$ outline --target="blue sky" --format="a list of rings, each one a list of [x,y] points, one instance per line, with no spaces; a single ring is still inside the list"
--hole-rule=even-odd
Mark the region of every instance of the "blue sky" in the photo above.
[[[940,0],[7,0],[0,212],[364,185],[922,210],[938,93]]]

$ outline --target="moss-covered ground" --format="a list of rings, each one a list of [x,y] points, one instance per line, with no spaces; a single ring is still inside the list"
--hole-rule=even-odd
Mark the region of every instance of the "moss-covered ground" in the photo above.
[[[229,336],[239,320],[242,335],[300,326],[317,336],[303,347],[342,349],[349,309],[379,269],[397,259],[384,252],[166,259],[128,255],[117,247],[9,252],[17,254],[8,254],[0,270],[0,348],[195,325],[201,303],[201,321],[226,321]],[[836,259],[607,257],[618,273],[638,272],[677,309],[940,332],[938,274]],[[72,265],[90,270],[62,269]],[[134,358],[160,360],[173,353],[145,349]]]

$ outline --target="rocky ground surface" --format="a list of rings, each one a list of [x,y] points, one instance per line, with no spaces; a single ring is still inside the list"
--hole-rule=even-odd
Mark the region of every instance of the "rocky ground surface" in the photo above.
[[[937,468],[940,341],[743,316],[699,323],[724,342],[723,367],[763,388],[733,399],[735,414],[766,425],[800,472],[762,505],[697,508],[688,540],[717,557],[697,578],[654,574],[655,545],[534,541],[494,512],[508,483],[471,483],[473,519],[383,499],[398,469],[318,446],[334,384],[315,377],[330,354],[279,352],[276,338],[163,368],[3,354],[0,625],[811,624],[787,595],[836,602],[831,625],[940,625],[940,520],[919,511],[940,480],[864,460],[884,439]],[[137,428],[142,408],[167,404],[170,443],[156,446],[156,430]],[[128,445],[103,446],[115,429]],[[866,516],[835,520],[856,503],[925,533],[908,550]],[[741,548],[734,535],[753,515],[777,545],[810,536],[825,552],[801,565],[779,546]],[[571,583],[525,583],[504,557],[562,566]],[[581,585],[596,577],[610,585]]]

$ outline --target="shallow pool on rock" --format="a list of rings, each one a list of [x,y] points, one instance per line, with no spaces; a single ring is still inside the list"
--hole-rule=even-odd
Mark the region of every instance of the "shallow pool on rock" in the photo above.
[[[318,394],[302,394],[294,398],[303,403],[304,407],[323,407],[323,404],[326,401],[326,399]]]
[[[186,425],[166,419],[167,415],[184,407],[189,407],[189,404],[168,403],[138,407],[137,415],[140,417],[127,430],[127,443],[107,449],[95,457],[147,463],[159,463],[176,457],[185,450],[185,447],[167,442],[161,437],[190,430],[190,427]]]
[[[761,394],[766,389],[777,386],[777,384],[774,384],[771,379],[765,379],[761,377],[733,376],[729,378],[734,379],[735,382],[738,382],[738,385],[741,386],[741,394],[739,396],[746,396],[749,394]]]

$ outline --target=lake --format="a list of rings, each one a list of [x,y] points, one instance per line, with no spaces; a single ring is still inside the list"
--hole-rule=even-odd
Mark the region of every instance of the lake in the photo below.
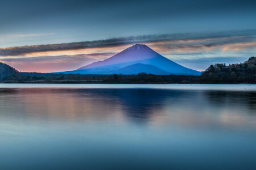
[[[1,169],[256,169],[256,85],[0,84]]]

====================

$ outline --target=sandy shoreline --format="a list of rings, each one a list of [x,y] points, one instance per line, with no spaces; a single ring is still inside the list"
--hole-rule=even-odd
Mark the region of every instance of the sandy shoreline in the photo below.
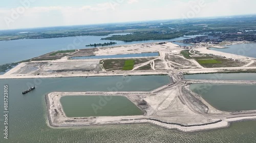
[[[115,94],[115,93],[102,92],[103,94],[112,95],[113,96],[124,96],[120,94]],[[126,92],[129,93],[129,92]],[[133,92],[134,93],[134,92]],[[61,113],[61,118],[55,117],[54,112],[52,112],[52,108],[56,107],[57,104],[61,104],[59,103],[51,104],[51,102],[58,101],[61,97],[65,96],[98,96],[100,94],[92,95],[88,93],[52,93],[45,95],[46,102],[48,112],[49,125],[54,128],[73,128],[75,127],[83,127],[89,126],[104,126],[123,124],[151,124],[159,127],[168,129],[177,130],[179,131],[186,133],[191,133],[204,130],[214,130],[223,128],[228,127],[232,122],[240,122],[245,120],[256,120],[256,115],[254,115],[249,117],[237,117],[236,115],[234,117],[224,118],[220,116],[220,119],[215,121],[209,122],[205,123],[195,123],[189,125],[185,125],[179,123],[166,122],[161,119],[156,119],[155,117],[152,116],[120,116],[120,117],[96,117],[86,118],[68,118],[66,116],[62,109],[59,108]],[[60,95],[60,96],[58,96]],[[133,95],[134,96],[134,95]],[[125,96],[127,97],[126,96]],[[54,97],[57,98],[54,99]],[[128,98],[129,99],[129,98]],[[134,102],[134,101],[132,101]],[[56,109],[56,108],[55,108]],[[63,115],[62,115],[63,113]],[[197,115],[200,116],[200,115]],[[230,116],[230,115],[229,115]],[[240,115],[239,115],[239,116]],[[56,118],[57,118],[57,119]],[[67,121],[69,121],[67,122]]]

====================

*WRITTEN PROBLEM*
Return every line of the rows above that contains the string "format", matching case exactly.

*CORRECT OUTPUT*
$ outline --target="blue sky" --format="a list of rings, each one a list of [x,y] points, one instance per line, with no spaces; a single ring is still inside the list"
$ outline --target="moss-covered ground" --format="a list of rings, each one a list of [x,y] points, one instance per line, with no spaces; a single ring is still inside the list"
$ outline --target="rocky ground surface" --format="a list of rings, each one a list of [x,y] points, one instance per line, with no spaces; a single ring is still inside the list"
$ outline --target="shallow pool on rock" --format="a list of rings, each one a list of [x,y] points, one instance per line, with no spaces; a single ring is still inside the list"
$ outline --target=lake --format="a list of rings, each one a list of [x,y] points, one instance per line, with no spaces; a single ring is still inside the list"
$ outline --target=sandy shoreline --format="a list of rings, each one a list of [x,y] points, one instance per line, with no spaces; a single ring is still inside the list"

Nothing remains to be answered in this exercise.